§ **ÉNONCÉ**
Poursuivez le compte rendu des concerts de Rock en Seine à partir de sa dernière phrase.

La critique ne peut être qu’élogieuse tant la jeune chanteuse illumine la scène entière par sa présence. Elle semble sincèrement heureuse d’être ici. Considérant son public comme partie intégrante de son spectacle, elle le regarde, le fait participer en enregistrant les voix de parfaits inconnus sur son tube Come, en « s’offrant » à lui dans une bulle géante et en se laissant « emporter par la foule ».
Nous faisons le test de marcher à contre sens du public pour observer les visages des gens venus écouter l’artiste. Tous arborent un grand sourire et des yeux pétillants de joie. Ils ont l’air de passer réellement, sincèrement, un bon moment. Aucun applaudissement ni danse ne sont calculés, la communion entre la Jain et son public de fans est parfaite.
Elle présente une chanson d’amour Paris adressée à la ville lumière et écrite en 2015 quelques semaines après les attentats du Bataclan. Cette ode au rassemblement et à l’amour – rien que ça ! – achève d’unir le public de Rock En Seine conquis.
L’énergie groovy et synthétique de Little Dragon
Quelques heures après les avoir interviewés, nous retrouvons les quatre Suédois de Little Dragon sur la Scène Cascade. Les trois hommes se sont vêtus de tenues blanches plus ou moins disco-style. Quant à la belle Yukimi Nagano, déambulant sur scène tambourin à la main, elle arbore un style surréaliste avec une ample robe jaune fluo ainsi qu’un disque de la même couleur autour de la tête. La foule est assez éparse, et c’est bien dommage.
| Voir aussi : notre interview exclusive totalement déjantée avec Little Dragon à Rock en Seine 2017
Le public se laisse aller sur le planant High alors que le synthétiseur et les percussions de Strobe Light – dont la version live est allongée d’une longue partie instrumentale et dure près de 10 minutes – déclenchent des danses mystiques.
L’intrigante Yukimi Nagano nous apprend que Ritual Union ne s’adresse pas aux personnes en couple “Paris, any lovers out there tonight? This song is not for you!” et nous confie aussi qu’elle s’est réveillée ce matin malade, avec de la fièvre, mais que le public lui a donné l’énergie nécessaire pour faire le show.
Ce concert d’électro pop suédoise à l’univers sci-fi plutôt barré s’achève en beauté avec Klapp Klapp. Cette ambiance de night club des Nineties nous a plus que plu.
La bonne recette The Jacques
Encore un très jeune groupe, mais il nous vient cette fois-ci de Bristol et nous rappelle d’ailleurs leurs aînés de The Libertines. Les bons ingrédients sont là : guitare au son pur à la britannique, batterie légère mais agressive, voix rauque et désenchantée, clavier et basse pour donner du relief.

§ **DONNÉES FOURNIES**
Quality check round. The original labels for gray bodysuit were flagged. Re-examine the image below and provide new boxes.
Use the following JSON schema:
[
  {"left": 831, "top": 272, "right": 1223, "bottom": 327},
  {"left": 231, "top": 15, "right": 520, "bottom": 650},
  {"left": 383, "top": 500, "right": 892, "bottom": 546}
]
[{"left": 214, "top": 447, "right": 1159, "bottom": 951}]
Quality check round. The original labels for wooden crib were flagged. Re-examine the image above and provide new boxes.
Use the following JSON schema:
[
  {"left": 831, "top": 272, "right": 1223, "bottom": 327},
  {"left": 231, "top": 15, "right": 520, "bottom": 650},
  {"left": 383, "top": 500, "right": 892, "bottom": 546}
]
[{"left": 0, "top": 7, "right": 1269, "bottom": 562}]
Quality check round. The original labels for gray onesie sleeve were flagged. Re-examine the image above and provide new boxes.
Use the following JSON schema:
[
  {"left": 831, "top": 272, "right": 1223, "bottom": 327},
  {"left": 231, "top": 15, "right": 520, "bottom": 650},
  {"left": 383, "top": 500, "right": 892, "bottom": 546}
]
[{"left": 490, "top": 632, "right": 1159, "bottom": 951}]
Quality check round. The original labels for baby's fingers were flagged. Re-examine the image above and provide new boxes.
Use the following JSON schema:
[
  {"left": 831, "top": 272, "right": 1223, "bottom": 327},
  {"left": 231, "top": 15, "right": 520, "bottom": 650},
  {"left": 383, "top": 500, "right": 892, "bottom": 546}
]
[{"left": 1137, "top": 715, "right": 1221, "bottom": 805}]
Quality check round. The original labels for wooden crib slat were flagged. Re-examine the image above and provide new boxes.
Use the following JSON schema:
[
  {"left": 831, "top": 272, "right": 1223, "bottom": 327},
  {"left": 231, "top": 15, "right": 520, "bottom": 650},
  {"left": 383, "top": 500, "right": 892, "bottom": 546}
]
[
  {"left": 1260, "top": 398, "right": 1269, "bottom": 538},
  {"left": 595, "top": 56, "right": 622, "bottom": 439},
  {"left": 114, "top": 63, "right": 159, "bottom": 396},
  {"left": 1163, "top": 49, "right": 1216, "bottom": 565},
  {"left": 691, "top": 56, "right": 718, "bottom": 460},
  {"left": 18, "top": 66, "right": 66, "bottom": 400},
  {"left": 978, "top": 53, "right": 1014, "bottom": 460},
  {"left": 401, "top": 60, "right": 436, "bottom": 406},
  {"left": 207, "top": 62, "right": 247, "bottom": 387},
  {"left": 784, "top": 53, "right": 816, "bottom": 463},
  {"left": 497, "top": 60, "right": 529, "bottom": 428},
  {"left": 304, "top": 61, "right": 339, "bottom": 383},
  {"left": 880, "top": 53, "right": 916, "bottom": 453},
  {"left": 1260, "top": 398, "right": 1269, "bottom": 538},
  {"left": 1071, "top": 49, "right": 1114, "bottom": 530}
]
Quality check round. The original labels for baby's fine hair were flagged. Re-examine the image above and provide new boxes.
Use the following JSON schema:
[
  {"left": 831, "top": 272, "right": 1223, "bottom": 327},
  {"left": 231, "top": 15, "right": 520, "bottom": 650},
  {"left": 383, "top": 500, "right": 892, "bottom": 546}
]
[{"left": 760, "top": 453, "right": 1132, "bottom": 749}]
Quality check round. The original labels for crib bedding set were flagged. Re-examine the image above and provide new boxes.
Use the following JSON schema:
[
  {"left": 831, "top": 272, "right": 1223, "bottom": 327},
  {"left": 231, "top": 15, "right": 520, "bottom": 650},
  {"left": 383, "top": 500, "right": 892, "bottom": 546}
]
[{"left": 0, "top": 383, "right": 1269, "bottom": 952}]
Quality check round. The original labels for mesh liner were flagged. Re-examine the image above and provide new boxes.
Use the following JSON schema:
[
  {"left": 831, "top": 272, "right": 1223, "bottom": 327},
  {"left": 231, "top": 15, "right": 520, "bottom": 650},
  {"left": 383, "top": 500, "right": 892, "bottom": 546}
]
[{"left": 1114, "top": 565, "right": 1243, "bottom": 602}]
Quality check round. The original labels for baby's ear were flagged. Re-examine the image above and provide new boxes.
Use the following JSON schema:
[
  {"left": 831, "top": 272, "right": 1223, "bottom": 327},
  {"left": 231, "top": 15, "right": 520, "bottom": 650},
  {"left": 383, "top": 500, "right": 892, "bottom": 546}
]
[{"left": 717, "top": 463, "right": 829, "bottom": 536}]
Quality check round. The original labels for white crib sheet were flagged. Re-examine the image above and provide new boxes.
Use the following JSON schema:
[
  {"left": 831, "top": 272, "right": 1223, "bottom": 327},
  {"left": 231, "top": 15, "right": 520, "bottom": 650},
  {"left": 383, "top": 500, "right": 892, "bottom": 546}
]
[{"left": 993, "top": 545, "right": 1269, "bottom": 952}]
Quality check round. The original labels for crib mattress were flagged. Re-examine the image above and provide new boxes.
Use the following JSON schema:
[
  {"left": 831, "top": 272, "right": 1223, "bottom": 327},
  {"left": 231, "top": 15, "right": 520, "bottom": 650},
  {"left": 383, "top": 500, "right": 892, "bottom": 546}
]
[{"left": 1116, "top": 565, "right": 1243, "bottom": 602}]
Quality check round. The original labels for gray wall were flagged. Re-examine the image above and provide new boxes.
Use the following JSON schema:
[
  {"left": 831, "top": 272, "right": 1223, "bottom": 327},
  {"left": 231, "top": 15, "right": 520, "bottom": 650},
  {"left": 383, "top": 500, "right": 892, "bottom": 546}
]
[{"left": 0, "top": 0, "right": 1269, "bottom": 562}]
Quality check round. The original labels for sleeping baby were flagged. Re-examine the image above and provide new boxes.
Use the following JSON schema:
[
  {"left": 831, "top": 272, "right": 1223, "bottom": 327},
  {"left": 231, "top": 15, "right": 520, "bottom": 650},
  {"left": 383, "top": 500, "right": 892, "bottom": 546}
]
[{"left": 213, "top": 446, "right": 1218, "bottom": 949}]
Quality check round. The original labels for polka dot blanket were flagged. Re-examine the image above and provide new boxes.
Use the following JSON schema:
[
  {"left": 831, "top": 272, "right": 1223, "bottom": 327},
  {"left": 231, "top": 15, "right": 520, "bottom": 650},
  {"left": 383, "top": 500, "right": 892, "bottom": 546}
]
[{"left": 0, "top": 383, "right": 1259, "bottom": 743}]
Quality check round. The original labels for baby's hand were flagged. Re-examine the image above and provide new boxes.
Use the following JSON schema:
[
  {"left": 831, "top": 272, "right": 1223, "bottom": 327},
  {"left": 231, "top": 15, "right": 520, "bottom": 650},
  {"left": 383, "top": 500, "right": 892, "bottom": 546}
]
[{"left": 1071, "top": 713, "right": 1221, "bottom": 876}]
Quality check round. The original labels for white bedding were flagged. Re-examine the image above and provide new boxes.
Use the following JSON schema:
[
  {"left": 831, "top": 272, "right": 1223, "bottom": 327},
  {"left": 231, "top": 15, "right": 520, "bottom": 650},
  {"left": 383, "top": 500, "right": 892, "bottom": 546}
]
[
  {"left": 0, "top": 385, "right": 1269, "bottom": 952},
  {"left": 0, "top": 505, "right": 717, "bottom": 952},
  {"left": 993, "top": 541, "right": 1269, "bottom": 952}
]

§ **RÉPONSE**
Il y a encore beaucoup de naïveté dans la musique et le jeu de The Jacques, mais c’est très agréable à écouter jusqu’au moment où les insupportables problèmes de larsen de la Scène Firestone nous forcent à fuir. Nous plaignons les musiciens impuissants face au manque de réactivité des équipes de son.
Vos tympans souffrent toujours de l’effet Larsen, The Jacques ont ce qu’il vous faut avec Painkiller.
Le rap californien de Vince Staples
Pour écouter le rappeur californien Vince Staples, nous nous joignons à un public plutôt jeune venu bouger sur des lourdes basses trap et des sons dansants. Le jeune rappeur fait le show, seul sur scène, micro à la main. Il enchaîne les titres en faisant sauter le public avec notamment Party People.
Certains passages sont cependant plus phasants, notamment avec le morceau 745 sur lequel la foule se laisse aller. La piste audio enregistrée nuit quelque peu à la spontanéité et au naturel de la performance de Vince Staples dont l’enchaînement devient rapidement mécanique. Cela reste néanmoins une belle découverte.
La déception Fakear
Si nous aimons beaucoup ce que fait le jeune maître français de l’électro Fakear, nous devons avouer avoir été assez peu transportés par son concert. Nous nous interrogeons sur l’apport des musiciens – dont une harpiste – qui l’accompagnent sur scène.
La musique tribale et planante de Fakear nous ramollit jusqu’à nous assoupir. Nous nous réveillons sur La Lune Rousse, quand l’artiste nous demande de chanter, mais nous avons beaucoup de mal à trouver comment satisfaire sa requête. Il y un manque réel, selon nous, de connexion avec le public. Les titres n’ont pas été repensés suffisamment, et réajustés à un contexte festivalier.
Sleaford Mods ou l’anarchie stupéfiante
Nous abandonnons le grand Fakear pour partir à la rencontre de Sleaford Mods, un groupe post-punk britannique tout droit descendu de la paisible ville de Nottingham. Mais ce qui allait suivre n’avait rien de paisible du tout, bien au contraire.
Arrivés à la scène du Bosquet, c’est l’anarchie généralisée. Un duo d’énergumènes mi-homme mi-robot est en train de mettre le feu à la scène. Nous sommes perturbés, un peu mal à l’aise, mais fascinés par ce qui est en train de se passer. La scène est-elle bien réelle ou sommes-nous les cobayes d’une expérience psychotique et surnaturelle grandeur nature ?
Le chanteur, qui n’est clairement pas dans son état normal (s’il lui arrive de l’être), gesticule dans tous les sens et accumule les tocs. Le dos courbé, il se balance d’avant en arrière en continu et répète en boucle certaines gestuelles étranges avec sa main gauche tantôt placée derrière sa nuque, tantôt derrière son dos. Le tout en criant de toute ses forces et en inondant la scène de sa sueur elle, bien réelle. La scène est parfaitement flippante.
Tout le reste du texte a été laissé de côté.